(Location labeling records)
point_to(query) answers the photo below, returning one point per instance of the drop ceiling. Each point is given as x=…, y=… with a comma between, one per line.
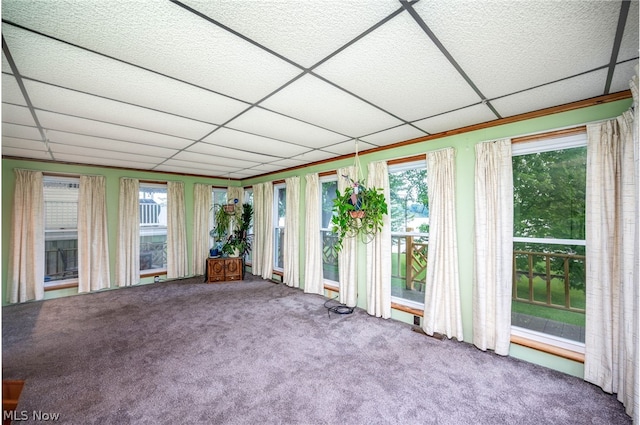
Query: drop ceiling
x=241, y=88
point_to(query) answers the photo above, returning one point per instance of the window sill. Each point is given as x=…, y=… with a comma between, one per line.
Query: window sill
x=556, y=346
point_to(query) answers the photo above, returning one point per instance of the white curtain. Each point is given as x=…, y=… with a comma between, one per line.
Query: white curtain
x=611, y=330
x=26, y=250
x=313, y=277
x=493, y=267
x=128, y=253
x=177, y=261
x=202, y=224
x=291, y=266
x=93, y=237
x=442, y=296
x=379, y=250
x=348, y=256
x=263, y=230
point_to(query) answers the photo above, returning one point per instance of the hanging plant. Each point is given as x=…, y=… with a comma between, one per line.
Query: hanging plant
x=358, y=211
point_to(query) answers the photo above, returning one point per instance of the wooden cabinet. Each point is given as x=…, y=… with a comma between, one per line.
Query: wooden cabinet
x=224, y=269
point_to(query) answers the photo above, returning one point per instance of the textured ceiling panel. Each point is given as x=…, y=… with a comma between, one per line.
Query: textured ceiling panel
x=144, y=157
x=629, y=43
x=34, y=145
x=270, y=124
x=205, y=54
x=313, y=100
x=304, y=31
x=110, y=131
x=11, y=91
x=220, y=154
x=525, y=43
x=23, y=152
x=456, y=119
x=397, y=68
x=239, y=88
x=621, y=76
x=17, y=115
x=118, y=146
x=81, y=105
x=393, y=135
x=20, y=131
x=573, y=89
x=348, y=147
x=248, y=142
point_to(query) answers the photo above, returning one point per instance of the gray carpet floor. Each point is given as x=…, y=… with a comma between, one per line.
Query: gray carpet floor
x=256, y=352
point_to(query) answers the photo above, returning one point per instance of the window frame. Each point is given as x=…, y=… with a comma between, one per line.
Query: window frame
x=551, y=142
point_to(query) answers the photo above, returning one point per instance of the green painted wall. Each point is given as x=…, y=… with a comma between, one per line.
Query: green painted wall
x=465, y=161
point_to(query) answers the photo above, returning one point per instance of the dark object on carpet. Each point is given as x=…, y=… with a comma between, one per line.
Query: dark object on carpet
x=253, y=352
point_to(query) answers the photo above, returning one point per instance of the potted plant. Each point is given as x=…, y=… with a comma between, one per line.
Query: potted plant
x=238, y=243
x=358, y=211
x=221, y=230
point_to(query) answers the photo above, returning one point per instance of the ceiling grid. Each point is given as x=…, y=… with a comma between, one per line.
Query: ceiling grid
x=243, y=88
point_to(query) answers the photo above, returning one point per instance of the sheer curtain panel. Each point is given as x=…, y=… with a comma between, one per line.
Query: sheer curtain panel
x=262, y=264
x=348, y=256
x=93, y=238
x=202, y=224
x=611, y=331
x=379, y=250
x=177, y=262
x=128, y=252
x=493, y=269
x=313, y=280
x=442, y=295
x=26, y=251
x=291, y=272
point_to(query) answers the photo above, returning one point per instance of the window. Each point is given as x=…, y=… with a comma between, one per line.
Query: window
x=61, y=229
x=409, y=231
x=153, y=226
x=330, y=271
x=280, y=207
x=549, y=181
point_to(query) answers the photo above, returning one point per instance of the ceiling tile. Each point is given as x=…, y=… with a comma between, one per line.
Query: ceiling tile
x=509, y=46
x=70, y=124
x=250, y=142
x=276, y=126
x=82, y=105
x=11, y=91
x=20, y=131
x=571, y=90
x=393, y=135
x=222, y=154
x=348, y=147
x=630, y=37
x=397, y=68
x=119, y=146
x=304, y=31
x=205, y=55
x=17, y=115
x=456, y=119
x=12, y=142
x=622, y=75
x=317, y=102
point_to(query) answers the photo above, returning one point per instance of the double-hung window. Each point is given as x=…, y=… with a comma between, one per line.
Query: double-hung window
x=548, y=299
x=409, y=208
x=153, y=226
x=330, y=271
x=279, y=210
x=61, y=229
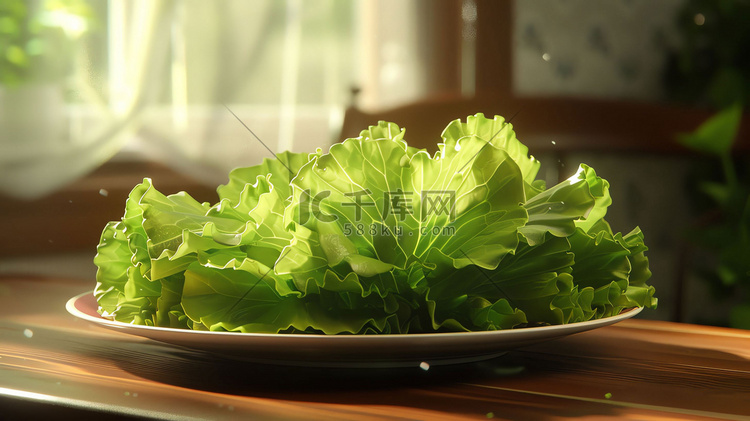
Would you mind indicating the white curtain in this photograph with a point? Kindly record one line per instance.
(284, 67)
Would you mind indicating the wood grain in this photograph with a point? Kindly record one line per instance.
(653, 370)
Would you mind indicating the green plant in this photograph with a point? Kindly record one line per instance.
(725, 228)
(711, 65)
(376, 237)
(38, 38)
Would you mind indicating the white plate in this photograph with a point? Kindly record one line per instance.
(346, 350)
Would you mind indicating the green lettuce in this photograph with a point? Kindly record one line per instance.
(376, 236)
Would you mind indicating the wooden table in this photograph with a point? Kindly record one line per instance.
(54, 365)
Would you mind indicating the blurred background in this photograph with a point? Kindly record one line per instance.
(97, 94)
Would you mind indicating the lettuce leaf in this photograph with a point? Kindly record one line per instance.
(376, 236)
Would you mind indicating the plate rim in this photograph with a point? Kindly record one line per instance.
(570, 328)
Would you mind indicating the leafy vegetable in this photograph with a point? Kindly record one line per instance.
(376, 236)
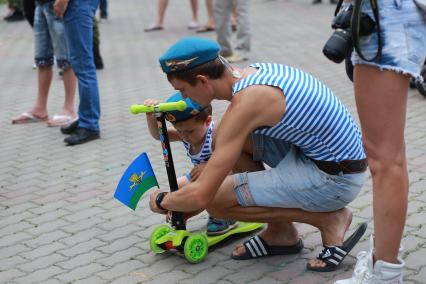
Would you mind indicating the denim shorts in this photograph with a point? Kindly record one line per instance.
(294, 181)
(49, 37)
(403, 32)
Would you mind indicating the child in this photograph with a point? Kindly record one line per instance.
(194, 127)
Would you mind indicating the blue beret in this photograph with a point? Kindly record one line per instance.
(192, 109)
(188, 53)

* * *

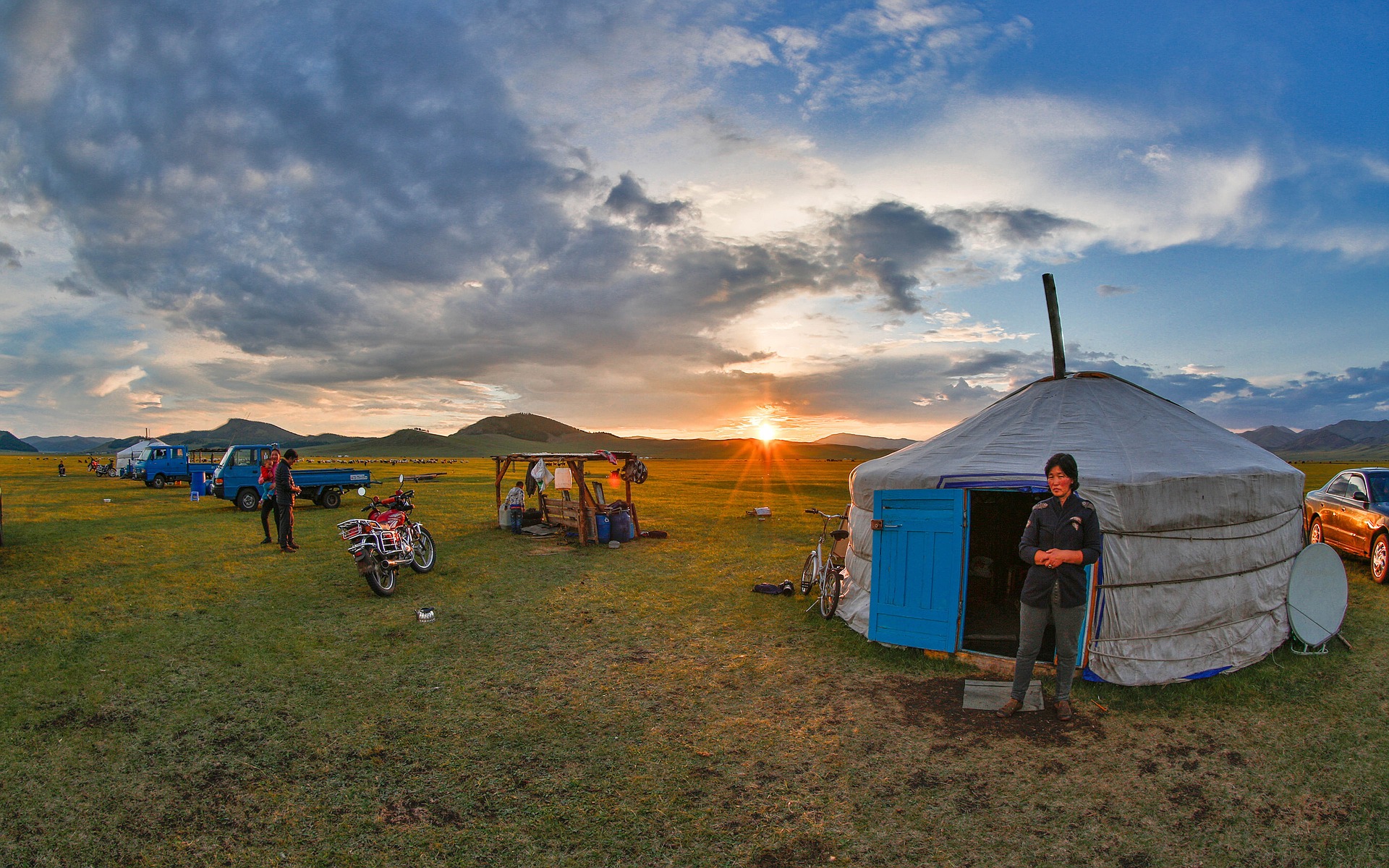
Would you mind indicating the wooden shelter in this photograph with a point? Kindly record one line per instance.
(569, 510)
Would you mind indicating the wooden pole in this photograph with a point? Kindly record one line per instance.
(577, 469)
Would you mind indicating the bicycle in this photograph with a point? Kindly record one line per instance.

■ **Short exercise**: List every line of the records above that contains the string "drop", matching case exactly.

■ **Worked solution**:
point_to(query) answers the photo below, returning one point per instance of the drop ceiling. Each point is given as x=…, y=… with a comma between, one per line.
Query: drop ceiling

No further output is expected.